** begin Data extract **
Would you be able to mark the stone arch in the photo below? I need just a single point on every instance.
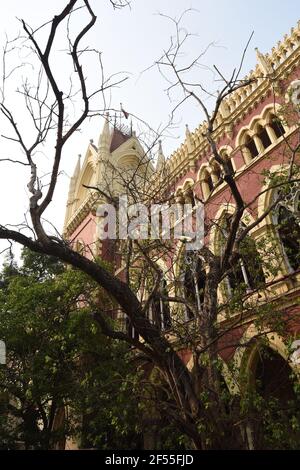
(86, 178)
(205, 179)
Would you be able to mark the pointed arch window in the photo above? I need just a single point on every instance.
** end Data extract **
** begin Data extract **
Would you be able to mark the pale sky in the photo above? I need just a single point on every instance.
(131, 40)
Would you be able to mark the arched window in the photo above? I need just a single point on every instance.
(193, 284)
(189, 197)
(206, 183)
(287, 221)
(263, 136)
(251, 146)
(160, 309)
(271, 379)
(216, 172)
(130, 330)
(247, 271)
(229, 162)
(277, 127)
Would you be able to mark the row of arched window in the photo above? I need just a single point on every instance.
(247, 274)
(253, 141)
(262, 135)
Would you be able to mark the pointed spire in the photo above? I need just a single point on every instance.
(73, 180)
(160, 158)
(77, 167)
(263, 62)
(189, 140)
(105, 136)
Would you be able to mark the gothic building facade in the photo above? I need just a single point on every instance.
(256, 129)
** end Data extract **
** begin Data extract **
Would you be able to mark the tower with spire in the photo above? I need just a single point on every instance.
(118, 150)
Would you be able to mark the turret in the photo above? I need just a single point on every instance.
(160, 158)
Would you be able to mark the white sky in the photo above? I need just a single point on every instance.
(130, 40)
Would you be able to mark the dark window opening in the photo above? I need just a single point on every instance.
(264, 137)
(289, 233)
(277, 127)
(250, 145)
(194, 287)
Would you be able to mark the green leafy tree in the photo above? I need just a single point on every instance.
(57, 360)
** end Data extract **
## Task description
Count how many lines of the listing above contain the word "pointed", treating uppercase and lowercase as different. Reply with the number only.

## Task output
2